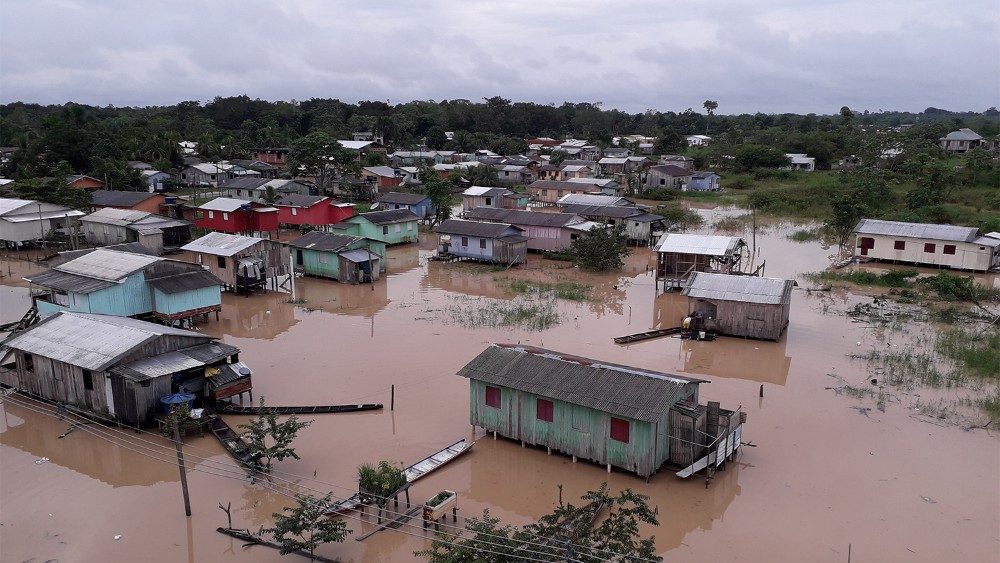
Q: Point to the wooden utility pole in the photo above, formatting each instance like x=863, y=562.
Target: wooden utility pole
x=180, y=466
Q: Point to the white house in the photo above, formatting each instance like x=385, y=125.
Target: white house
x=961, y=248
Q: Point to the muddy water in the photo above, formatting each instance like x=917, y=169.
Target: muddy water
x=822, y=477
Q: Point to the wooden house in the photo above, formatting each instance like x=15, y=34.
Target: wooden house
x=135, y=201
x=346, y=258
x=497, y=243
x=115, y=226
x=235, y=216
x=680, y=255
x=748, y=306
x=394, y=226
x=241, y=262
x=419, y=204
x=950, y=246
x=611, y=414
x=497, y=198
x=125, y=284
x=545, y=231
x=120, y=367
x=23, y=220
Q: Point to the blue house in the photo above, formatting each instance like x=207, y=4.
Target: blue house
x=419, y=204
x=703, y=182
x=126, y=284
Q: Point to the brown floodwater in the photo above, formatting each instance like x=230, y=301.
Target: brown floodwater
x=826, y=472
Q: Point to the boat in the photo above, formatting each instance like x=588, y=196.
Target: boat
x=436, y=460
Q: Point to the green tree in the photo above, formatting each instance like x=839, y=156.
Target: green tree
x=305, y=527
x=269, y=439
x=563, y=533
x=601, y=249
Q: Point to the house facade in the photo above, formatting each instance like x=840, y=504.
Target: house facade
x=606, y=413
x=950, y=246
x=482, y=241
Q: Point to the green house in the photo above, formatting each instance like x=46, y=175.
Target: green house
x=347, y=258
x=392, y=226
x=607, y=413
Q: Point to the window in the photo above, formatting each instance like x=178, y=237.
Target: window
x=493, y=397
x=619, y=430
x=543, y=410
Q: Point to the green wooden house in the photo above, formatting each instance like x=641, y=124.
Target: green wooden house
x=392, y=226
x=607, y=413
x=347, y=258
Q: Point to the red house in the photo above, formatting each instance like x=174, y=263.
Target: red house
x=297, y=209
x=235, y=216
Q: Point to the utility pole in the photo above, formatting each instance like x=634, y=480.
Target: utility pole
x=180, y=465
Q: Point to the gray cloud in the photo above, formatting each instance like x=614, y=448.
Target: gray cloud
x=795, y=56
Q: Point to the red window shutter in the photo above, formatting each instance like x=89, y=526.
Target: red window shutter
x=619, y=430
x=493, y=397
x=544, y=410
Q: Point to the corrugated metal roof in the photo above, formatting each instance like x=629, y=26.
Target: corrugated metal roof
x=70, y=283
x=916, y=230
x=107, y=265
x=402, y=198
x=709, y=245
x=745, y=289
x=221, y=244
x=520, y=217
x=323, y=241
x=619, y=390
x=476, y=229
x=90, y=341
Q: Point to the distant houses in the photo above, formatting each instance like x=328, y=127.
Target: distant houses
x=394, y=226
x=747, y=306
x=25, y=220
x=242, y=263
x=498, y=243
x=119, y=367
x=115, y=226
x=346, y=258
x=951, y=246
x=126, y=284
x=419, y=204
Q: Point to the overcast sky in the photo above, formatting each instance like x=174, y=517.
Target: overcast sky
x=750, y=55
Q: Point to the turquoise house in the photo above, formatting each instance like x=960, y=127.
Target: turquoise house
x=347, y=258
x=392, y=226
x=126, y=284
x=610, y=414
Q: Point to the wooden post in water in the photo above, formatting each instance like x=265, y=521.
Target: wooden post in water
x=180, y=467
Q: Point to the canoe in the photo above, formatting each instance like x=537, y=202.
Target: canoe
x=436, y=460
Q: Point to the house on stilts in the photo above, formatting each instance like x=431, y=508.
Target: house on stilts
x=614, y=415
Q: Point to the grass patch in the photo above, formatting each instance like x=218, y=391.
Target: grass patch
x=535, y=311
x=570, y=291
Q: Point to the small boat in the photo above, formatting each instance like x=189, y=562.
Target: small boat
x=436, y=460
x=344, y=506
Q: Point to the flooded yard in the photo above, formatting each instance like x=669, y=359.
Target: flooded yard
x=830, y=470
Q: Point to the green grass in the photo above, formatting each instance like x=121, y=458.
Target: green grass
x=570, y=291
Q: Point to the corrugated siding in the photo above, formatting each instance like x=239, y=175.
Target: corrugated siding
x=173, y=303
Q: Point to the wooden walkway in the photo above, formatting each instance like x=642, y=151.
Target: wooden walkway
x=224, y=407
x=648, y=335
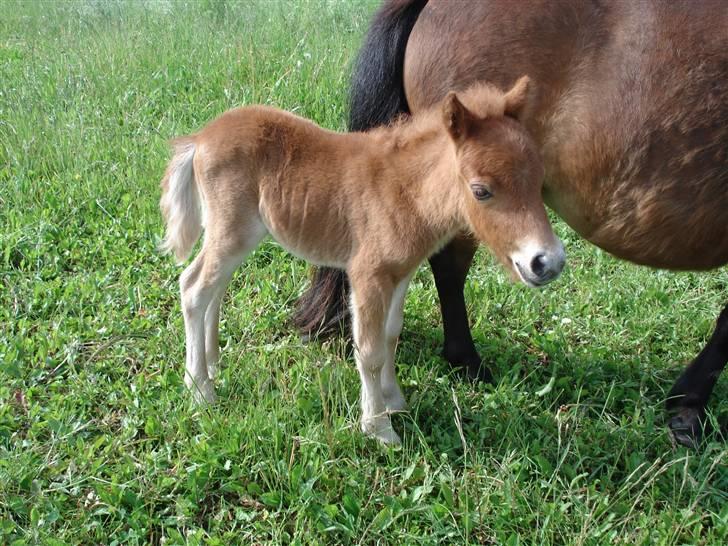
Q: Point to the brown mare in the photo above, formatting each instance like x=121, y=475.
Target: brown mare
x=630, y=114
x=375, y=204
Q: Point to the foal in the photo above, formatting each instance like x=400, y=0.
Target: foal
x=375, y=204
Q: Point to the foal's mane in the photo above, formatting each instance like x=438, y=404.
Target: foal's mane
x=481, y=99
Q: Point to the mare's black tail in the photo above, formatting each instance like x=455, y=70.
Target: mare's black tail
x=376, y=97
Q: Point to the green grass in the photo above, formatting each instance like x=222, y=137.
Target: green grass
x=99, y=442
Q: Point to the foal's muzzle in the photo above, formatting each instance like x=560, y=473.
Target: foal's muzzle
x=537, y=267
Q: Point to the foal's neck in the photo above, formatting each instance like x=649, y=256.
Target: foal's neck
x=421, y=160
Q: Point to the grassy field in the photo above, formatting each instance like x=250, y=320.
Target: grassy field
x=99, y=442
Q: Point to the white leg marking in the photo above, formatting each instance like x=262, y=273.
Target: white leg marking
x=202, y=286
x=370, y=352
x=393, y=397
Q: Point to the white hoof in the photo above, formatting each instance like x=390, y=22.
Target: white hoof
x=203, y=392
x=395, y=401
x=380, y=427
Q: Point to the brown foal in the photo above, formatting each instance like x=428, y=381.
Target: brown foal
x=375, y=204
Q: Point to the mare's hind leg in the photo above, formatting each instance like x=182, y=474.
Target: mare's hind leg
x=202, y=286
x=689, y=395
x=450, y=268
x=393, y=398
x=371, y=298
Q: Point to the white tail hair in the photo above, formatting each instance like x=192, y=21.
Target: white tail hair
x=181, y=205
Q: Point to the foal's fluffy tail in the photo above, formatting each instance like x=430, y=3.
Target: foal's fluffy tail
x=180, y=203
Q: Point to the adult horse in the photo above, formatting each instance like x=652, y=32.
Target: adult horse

→ Task to carry out: Identify every line above that includes the word "adult", and show those lines.

→ Reply to the exercise:
Q: Point to the adult horse in the photo above, formatting each instance like x=652, y=32.
Target: adult horse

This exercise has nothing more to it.